### Material to process ###
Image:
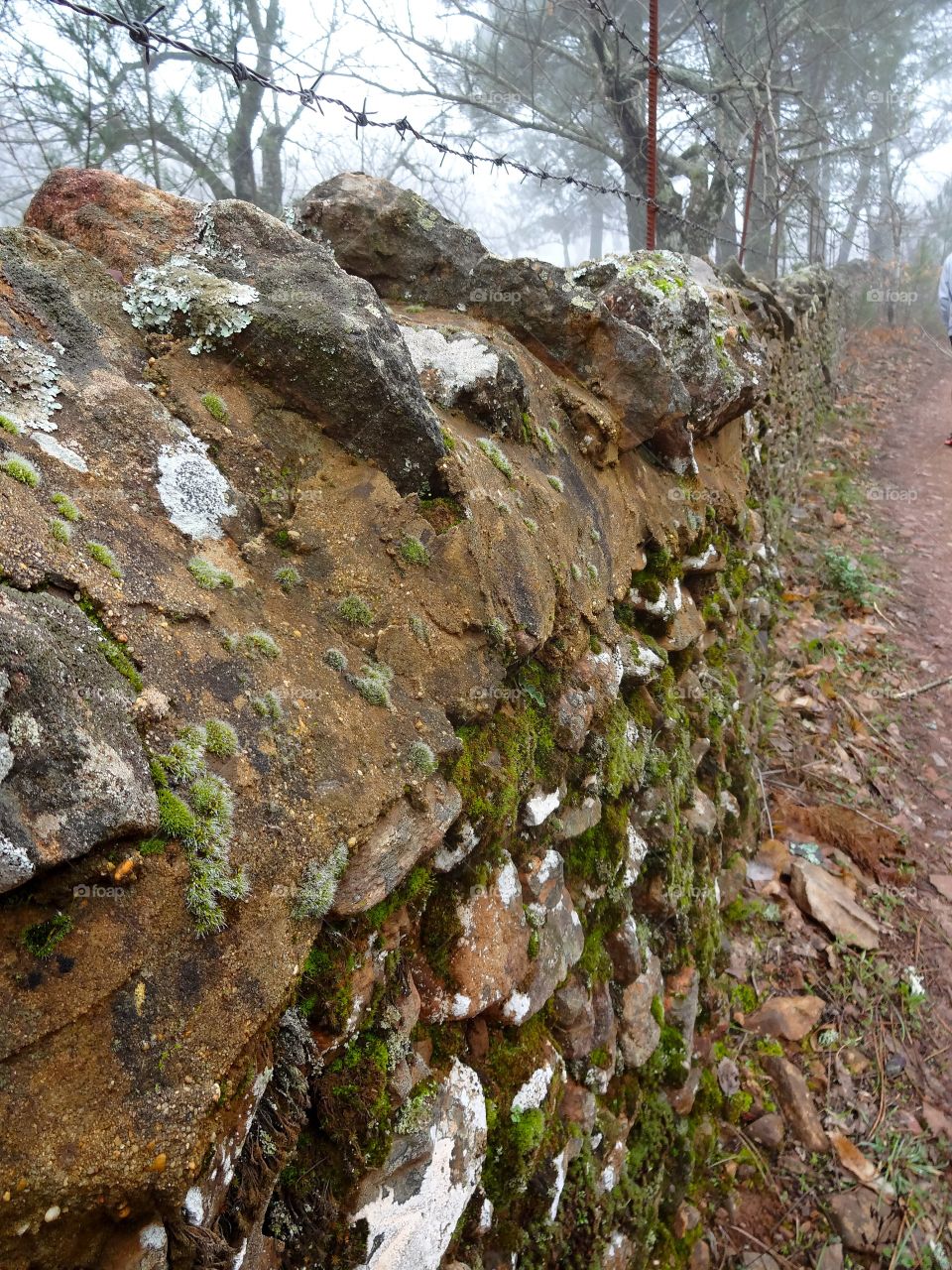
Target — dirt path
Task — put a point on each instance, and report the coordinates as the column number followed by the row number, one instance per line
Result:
column 867, row 775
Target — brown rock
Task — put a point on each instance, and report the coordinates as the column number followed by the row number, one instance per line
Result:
column 576, row 1105
column 560, row 939
column 639, row 1032
column 626, row 952
column 787, row 1017
column 829, row 902
column 830, row 1257
column 683, row 1100
column 769, row 1130
column 699, row 1256
column 864, row 1219
column 574, row 1017
column 796, row 1102
column 400, row 838
column 489, row 957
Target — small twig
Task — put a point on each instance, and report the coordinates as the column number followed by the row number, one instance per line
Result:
column 912, row 693
column 763, row 795
column 761, row 1243
column 889, row 622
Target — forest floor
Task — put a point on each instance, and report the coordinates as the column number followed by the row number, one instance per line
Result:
column 849, row 898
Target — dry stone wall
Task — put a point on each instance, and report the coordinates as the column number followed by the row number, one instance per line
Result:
column 382, row 630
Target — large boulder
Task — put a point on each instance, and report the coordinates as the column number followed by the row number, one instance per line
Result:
column 636, row 329
column 301, row 321
column 412, row 1206
column 72, row 770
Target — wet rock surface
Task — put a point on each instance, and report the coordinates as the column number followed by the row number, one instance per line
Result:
column 398, row 938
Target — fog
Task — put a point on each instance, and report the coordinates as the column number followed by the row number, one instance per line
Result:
column 826, row 122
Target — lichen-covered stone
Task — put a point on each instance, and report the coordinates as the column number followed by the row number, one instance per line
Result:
column 413, row 1205
column 494, row 912
column 76, row 775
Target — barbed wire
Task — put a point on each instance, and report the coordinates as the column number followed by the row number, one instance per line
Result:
column 148, row 40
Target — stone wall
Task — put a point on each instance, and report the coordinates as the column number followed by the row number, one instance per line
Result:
column 382, row 627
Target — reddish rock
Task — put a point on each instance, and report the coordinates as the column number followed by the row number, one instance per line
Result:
column 121, row 221
column 787, row 1017
column 400, row 838
column 639, row 1032
column 489, row 957
column 796, row 1102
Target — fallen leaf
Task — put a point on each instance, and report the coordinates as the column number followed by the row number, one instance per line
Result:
###
* Goal: The entries above should be reproduced exactly, without their pictures.

* Task response:
Image:
Target — dirt path
Task — put a point on each instance, and report the coordinates as the column number followed by the row number, one instance per line
Result:
column 867, row 775
Target — brown rock
Task — put a point on each instance, and report the coordinates as the column number followed by the row number, one instance per line
Result:
column 576, row 1105
column 560, row 939
column 639, row 1032
column 626, row 952
column 787, row 1017
column 829, row 902
column 830, row 1257
column 683, row 1100
column 769, row 1130
column 699, row 1256
column 864, row 1219
column 574, row 1017
column 796, row 1102
column 400, row 838
column 489, row 957
Target — small twig
Task — put a point on each instance, and report the coordinates as the column number followed by the row number, one instance per line
Result:
column 912, row 693
column 763, row 795
column 761, row 1243
column 889, row 622
Target — forest floor
Task — put a point on each instance, and report the coordinates as the column number followed by the row number, one instance per line
Result:
column 849, row 898
Target — dry stone wall
Task — put a point on each instance, and report the coordinates as the column number followed by the row number, one instance per line
Result:
column 382, row 630
Target — large boulder
Task — put a point on each instance, and report the coordinates as the column number followed by the row number, one instance per line
Result:
column 636, row 329
column 301, row 321
column 412, row 1206
column 72, row 770
Target — wet rock surface
Task — put a point on each instance, and report the coordinates as the column number followed by the row number, one instance per line
Result:
column 398, row 938
Target — fog
Task — put a point on each instance, and report the coordinates as the column number followed by the row number, one instance per line
Result:
column 826, row 122
Target — lichen-covered stone
Task — put a point on each instance, and report the coordinates as the column number followed by the row number, one instance per line
Result:
column 413, row 1205
column 494, row 912
column 76, row 775
Target — barbed wire
Task — put a point on each instance, and report the coordinates as the column number followed by the row number, one instance per line
Result:
column 148, row 40
Target — stone wall
Task — put a point on each instance, and report the coordinates as the column number followed by the row number, one instance per line
Result:
column 382, row 627
Target — reddish rock
Task — put a point on each instance, and report the coordinates as the column number followed by the row number, one instance per line
Result:
column 121, row 221
column 787, row 1017
column 400, row 838
column 639, row 1032
column 489, row 957
column 796, row 1102
Target — fallen leaf
Task — put a point on each instance, and report the coordinates as the column number followed by the row number, one instance per line
Result:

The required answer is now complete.